— AIM OF THE TASK —
Your whole reply should be the lines from the one that contains "Need: drop a pin on every instance of the glossy" through the last line of the listing, copied exactly.

• • • •

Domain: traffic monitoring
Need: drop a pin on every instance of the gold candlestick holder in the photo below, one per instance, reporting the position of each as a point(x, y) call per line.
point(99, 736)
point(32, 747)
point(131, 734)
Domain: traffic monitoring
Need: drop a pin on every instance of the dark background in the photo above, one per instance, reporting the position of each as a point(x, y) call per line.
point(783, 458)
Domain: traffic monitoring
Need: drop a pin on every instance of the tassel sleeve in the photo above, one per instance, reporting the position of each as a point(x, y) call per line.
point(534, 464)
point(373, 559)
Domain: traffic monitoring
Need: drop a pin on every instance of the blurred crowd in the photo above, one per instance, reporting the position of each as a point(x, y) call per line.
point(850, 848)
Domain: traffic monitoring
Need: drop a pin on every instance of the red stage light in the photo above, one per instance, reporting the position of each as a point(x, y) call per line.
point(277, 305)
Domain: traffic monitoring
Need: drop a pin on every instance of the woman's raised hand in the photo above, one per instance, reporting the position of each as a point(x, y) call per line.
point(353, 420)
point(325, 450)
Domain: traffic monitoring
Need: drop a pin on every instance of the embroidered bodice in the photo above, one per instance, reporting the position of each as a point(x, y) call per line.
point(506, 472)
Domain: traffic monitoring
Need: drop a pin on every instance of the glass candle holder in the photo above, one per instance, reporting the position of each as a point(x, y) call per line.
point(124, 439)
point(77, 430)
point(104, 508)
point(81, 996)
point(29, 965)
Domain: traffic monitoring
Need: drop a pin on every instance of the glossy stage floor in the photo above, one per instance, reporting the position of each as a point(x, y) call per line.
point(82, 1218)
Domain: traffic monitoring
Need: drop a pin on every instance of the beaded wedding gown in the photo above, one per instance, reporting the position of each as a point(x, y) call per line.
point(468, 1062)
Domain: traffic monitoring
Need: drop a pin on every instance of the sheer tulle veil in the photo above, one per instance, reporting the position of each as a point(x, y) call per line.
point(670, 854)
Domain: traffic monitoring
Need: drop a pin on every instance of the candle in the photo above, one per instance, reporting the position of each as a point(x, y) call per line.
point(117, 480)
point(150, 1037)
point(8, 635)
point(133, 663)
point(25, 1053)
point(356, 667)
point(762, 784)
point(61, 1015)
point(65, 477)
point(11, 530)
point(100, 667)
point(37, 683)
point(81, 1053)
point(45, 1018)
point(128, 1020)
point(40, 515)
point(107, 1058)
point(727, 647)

• • • •

— SOLUTION FOR THIS EXERCISE —
Need: drop a pin on every instance of the glossy stage floor in the photo above, one per instance, reporting the position of each as a point(x, y) call per line.
point(82, 1218)
Domain: traffic monitoring
Need: drop a pin on every instance of the beaded wedding gown in the photo above, one per instance, reporting the position of each as a point(x, y) call per line.
point(468, 1062)
Domain: traffic monitoring
Need: drop a pin on every instance of the sheer tulle veil in the photo above, one per instance, reporting the position of each as a point(x, y) call per line.
point(670, 854)
Domain: traffic monitoring
Need: drop a pin on every instance of the candle in the photo above, one per instance, reporting the position of each as a point(x, y) call per line.
point(117, 480)
point(150, 1037)
point(8, 635)
point(133, 663)
point(25, 1053)
point(356, 667)
point(762, 784)
point(61, 1015)
point(65, 477)
point(11, 530)
point(100, 667)
point(37, 683)
point(81, 1053)
point(45, 1018)
point(128, 1020)
point(40, 515)
point(107, 1058)
point(727, 647)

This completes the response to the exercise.